──────── Source text
Re: [RFC v3 2/6] Improve the tracking of active utilisation

From: luca abeni
Date: Tue Nov 01 2016 - 17:46:48 EST


Hi Juri,

On Tue, 1 Nov 2016 16:46:04 +0000
Juri Lelli <juri.lelli@xxxxxxx> wrote:
[...]
> > diff --git a/kernel/sched/deadline.c b/kernel/sched/deadline.c
> > index 3d95c1d..80d1541 100644
> > --- a/kernel/sched/deadline.c
> > +++ b/kernel/sched/deadline.c
> > @@ -47,6 +47,7 @@ static void add_running_bw(struct sched_dl_entity *dl_se, struct dl_rq *dl_rq)
> > {
> > u64 se_bw = dl_se->dl_bw;
> >
> > + lockdep_assert_held(&(rq_of_dl_rq(dl_rq))->lock);
>
> This and the one below go in 1/6.
Ok; I'll move it there


>
> > dl_rq->running_bw += se_bw;
> > }
> >
> > @@ -54,11 +55,52 @@ static void sub_running_bw(struct sched_dl_entity *dl_se, struct dl_rq *dl_rq)
> > {
> > u64 se_bw = dl_se->dl_bw;
> >
> > + lockdep_assert_held(&(rq_of_dl_rq(dl_rq))->lock);
> > dl_rq->running_bw -= se_bw;
> > if (WARN_ON(dl_rq->running_bw < 0))
> > dl_rq->running_bw = 0;
> > }
> >
> > +static void task_go_inactive(struct task_struct *p)
> > +{
> > + struct sched_dl_entity *dl_se = &p->dl;
> > + struct hrtimer *timer = &dl_se->inactive_timer;
> > + struct dl_rq *dl_rq = dl_rq_of_se(dl_se);
> > + struct rq *rq = rq_of_dl_rq(dl_rq);
> > + s64 zerolag_time;
> > +
> > + WARN_ON(dl_se->dl_runtime == 0);
> > +
> > + /* If the inactive timer is already armed, return immediately */
> > + if (hrtimer_active(&dl_se->inactive_timer))
> > + return;
> > +
> > + zerolag_time = dl_se->deadline -
> > + div64_long((dl_se->runtime * dl_se->dl_period),
> > + dl_se->dl_runtime);
> > +
> > + /*
> > + * Using relative times instead of the absolute "0-lag time"
> > + * allows to simplify the code
> > + */
> > + zerolag_time -= rq_clock(rq);
> > +
> > + /*
> > + * If the "0-lag time" already passed, decrease the active
> > + * utilization now, instead of starting a timer
> > + */
> > + if (zerolag_time < 0) {
> > + sub_running_bw(dl_se, dl_rq);
> > + if (!dl_task(p))
────────────────
Given task 1
Rewrite the entries from the line containing "Where can the white" through the last entry, renaming "white cloud" to "cumulus cloud" and changing nothing else.
──────── Listed records
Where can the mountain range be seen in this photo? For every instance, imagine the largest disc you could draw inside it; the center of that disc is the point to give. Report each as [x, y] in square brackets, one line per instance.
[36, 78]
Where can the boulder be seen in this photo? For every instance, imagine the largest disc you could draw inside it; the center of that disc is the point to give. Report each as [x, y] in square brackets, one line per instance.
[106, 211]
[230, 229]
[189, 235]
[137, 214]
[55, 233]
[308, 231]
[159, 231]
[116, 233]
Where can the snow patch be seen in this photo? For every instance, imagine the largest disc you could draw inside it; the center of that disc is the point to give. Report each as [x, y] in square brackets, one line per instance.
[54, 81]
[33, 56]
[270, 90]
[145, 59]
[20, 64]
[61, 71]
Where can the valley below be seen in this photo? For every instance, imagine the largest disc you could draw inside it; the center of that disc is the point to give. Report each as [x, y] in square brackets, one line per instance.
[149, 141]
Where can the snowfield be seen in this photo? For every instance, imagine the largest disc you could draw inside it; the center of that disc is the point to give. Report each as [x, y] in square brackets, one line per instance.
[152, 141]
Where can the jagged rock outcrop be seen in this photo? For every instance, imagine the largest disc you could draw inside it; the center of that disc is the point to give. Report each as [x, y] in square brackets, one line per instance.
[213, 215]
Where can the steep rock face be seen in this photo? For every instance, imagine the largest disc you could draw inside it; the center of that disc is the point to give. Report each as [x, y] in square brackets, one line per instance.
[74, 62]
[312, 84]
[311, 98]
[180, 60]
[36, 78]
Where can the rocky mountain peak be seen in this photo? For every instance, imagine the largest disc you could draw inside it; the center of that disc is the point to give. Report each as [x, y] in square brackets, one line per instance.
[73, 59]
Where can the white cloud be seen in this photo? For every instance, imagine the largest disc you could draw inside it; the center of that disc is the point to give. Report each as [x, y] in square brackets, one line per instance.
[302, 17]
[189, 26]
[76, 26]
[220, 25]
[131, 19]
────────────────
Given task 2
In the mailing list message, what does the code comment say happens if the inactive timer is already armed?

Task output 1
Where can the cumulus cloud be seen in this photo? For every instance, imagine the largest disc you could draw inside it; the center of that disc is the point to give. Report each as [x, y] in square brackets, one line per instance.
[302, 17]
[189, 26]
[76, 26]
[220, 25]
[131, 19]

Task output 2
The function returns immediately.